# Goal of the exercise
The entries below contain a line with "Target: vine stem" and a line with "Target: wasp nest". Quote exactly those two lines and all lines between them.

++++ Extracted records ++++

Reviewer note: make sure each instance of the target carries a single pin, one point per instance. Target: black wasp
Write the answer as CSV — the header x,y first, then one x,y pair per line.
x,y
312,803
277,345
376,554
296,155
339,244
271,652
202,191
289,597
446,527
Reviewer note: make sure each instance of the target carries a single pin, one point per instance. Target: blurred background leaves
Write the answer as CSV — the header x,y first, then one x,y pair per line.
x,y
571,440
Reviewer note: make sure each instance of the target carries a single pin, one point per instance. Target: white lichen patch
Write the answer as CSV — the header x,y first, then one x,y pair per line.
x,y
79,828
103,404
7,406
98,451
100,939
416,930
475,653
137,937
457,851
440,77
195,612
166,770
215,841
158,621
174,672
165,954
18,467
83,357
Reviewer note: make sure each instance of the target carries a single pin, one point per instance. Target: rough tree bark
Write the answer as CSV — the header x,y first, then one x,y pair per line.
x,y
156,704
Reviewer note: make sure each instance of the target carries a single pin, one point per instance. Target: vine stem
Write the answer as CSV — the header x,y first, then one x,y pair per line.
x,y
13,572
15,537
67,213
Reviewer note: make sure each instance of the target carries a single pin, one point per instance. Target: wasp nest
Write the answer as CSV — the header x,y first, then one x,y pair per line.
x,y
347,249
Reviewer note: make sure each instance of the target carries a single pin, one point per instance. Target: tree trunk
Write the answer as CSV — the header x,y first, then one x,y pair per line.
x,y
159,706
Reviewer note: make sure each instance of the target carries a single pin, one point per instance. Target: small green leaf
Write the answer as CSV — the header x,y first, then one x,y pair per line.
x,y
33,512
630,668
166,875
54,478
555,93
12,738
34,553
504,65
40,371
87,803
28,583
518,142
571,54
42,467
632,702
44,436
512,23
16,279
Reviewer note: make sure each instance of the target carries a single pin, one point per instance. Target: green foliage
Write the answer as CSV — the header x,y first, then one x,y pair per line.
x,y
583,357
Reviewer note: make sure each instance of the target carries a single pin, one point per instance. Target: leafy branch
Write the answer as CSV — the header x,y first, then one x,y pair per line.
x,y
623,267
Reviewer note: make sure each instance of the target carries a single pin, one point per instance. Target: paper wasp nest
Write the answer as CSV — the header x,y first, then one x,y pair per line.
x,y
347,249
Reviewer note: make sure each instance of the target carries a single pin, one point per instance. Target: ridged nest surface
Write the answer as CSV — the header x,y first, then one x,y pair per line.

++++

# Solution to this problem
Reviewer note: make sure each instance of the target carries a single pin, one point per instance. Target: vine stem
Write the answer as CSV — the header x,y first, then one x,y pair per line.
x,y
13,572
15,537
67,213
Reviewer note: make sure each instance of the target carries a single pin, one point per instance. Target: wasp nest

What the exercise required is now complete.